As another example, suppose you're at the grocery store and you've got three fruits and two bags, and you need to put the fruits into the bags. At least one of those bags will have more than one fruit in it. I'm sure you can pretty easily come up with other examples.

## 3. The Pumping Lemma  

Suppose we have a finite automaton with $5$ states, and we provide it with the input string $aaaaa$. Suppose it starts in state $s_{0}$, transitions to state $s_{2}$ after reading the first $a$, transitions to $s_{4}$ after reading the second $a$, transitions to $s_{3}$ after reading the third  $a$, and then transitions to $s_{1}$ after reading the fourth $a$.

DIAGRAM HERE

It has now been in each of its possible states, and when it reads the fifth $a$ it has no choice but to return to a state in which it's already been.

Generalizing, suppose we have a finite automaton with $N$ states, and we provide it an input string $c$ with $N$ or more characters. As it reads each character from the input, the finite automaton transitions accordingly. After reading $k$ characters the finite automaton has been in at most $k+1$ distinct states (remember it begins in the start state before reading any characters), and after it reads $N$ characters it must, by the pigeonhole principle, have been in at least one state more than one time.

In other words, while reading $N$ input characters, the finite automaton must at some point *loop back* to a previous state. We can illustrate this with a dgrawing like the one below, where each circle in the drawing represents a state of the finite automaton as it reads its input, and each arrow represents a transition after reading an input character:

There is a sequence of transitions before it reaches the loop, and then a sequence of transitions as it goes around the loop, and then a sequence of transitions after the loop. Each of these transitions corresponds with a character read from the input string, and we can similarly break the input string into three sections:

<center>
  $c = \underbrace{c_{1}c_{2} \cdots c_{k-1}}_{\text{Before the loop}}\underbrace{c_{k}c_{k+1} \cdots c_{l-1}}_{\text{The loop}}\underbrace{c_{c_{l}}c_{l+1} \cdots c_{N}}_{\text{After the loop}}$.
</center>

Now, if we were to change the input string by inserting another loop sequence after the first it would loop like:

<center>
  $c' = \underbrace{c_{1}c_{2} \cdots c_{k-1}}_{\text{Before the loop}}\underbrace{c_{k}c_{k+1} \cdots c_{l-1}}_{\text{Loop 1}}\underbrace{c_{k}c_{k+1} \cdots c_{l-1}}_{\text{Loop 2}}\underbrace{c_{c_{l}}c_{l+1} \cdots c_{N}}_{\text{After the loop}}$,
</center>

and if this were given to the finite automaton as input it would go around the state loop twice but end up at exactly the same final state after reading the entire string.

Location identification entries
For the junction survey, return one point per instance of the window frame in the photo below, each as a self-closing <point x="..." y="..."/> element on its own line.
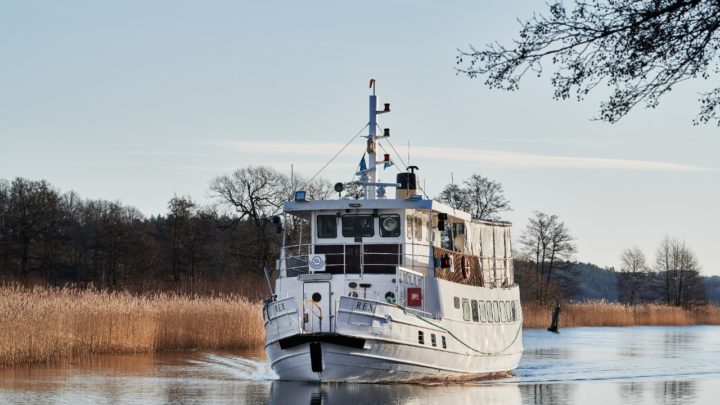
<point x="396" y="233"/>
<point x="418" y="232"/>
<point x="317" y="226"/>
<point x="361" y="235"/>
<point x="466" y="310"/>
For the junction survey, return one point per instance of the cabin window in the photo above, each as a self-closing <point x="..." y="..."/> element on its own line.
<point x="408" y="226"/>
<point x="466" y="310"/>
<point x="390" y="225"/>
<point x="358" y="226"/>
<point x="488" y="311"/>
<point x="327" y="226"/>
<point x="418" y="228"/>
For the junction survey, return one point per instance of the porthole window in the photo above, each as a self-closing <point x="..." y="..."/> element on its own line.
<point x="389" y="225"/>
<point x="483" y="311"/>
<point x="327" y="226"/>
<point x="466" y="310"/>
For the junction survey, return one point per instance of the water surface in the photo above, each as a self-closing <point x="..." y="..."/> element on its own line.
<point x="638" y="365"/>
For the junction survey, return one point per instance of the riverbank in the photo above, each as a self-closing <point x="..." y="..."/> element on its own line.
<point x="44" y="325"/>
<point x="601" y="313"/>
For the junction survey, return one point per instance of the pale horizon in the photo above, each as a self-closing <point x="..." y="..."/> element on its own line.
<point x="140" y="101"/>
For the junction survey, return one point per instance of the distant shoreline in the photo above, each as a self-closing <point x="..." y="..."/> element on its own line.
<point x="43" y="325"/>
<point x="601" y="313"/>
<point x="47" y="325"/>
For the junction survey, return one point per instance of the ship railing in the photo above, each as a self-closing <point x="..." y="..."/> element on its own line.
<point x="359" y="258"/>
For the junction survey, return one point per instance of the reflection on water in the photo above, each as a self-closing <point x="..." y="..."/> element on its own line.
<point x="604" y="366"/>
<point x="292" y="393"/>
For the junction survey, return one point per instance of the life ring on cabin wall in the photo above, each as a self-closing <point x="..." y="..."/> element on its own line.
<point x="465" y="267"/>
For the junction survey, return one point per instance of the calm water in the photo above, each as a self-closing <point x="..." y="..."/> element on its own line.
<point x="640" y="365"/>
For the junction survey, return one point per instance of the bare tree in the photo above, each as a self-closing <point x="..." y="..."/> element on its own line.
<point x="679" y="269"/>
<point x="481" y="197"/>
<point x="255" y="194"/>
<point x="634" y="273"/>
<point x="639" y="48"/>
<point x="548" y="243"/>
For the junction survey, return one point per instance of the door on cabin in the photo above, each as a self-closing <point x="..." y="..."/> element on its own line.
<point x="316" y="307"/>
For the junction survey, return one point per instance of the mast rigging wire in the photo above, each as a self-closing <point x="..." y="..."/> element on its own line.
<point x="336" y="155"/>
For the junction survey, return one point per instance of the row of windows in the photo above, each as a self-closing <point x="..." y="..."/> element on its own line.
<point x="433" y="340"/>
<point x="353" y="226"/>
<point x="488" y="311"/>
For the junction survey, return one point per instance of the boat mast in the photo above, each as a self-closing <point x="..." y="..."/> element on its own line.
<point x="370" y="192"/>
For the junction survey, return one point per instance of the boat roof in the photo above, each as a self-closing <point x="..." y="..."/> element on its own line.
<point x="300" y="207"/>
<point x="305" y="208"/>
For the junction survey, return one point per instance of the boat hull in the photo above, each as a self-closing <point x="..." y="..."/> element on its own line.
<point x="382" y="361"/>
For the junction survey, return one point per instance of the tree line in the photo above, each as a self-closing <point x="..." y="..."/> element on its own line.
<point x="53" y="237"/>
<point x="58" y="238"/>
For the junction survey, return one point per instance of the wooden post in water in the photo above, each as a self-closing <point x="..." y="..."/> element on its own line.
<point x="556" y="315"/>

__SET PROBLEM 1__
Rewrite the pumping lemma passage from "Now, if we were" to "the entire string.", replacing "state loop" with "cycle of states".
__SET PROBLEM 2__
According to the pumping lemma passage, at most how many distinct states has the finite automaton been in after reading $k$ characters?
__SET PROBLEM 3__
Translate this sentence from the pumping lemma passage into Spanish: "At least one of those bags will have more than one fruit in it."
The entries are not needed for any of this work.

__CORRECT ANSWER 1__
Now, if we were to change the input string by inserting another loop sequence after the first it would loop like:

<center>
  $c' = \underbrace{c_{1}c_{2} \cdots c_{k-1}}_{\text{Before the loop}}\underbrace{c_{k}c_{k+1} \cdots c_{l-1}}_{\text{Loop 1}}\underbrace{c_{k}c_{k+1} \cdots c_{l-1}}_{\text{Loop 2}}\underbrace{c_{c_{l}}c_{l+1} \cdots c_{N}}_{\text{After the loop}}$,
</center>

and if this were given to the finite automaton as input it would go around the cycle of states twice but end up at exactly the same final state after reading the entire string.

__CORRECT ANSWER 2__
At most $k+1$ distinct states.

__CORRECT ANSWER 3__
Al menos una de esas bolsas tendrá más de una fruta.